* **Problem details**: The lines to copy are those holding the string "reflection" in the entries below.

* **Given data**:
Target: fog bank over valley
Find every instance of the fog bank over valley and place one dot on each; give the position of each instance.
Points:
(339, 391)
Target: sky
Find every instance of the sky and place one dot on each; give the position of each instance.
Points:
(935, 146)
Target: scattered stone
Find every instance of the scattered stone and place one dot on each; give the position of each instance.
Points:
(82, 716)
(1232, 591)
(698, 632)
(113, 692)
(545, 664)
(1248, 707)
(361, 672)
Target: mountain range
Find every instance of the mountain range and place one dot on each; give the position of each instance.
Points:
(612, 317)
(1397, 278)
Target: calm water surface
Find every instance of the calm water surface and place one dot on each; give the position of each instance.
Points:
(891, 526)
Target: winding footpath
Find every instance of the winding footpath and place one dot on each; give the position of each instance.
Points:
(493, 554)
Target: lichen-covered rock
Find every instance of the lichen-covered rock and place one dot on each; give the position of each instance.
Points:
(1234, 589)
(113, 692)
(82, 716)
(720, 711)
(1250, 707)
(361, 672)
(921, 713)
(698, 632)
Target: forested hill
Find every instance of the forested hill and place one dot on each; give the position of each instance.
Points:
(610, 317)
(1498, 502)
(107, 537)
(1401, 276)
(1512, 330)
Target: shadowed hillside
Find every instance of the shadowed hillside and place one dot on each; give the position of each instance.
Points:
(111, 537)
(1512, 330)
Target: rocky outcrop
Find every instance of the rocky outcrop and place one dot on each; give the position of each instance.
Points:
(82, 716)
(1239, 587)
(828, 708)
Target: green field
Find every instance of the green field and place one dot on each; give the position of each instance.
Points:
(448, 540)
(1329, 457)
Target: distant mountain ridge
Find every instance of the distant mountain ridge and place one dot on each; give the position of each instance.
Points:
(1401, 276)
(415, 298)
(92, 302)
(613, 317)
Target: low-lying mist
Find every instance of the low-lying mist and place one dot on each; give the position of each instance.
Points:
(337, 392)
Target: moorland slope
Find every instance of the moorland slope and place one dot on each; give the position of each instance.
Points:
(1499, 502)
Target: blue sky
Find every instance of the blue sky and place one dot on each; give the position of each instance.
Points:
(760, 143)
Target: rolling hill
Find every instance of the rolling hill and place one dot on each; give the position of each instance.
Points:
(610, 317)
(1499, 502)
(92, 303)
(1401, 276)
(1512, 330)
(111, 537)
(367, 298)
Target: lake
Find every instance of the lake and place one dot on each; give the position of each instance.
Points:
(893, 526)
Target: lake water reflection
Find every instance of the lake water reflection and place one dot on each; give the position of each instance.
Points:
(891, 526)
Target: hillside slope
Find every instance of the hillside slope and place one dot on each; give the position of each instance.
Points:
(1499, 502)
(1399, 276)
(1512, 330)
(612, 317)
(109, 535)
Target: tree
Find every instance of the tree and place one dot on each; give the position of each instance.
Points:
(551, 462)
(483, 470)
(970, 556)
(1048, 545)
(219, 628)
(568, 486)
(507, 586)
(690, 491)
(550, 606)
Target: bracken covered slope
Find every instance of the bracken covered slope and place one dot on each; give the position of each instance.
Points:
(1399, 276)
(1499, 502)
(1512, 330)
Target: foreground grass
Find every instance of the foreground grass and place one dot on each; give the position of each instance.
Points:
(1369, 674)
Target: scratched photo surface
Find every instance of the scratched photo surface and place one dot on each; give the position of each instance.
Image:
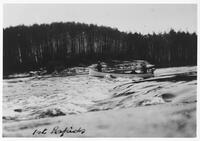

* **Solution for this problem**:
Target: lake water reflection
Find every instance of the lake water reflection and place one dot on each; give the position of each instance.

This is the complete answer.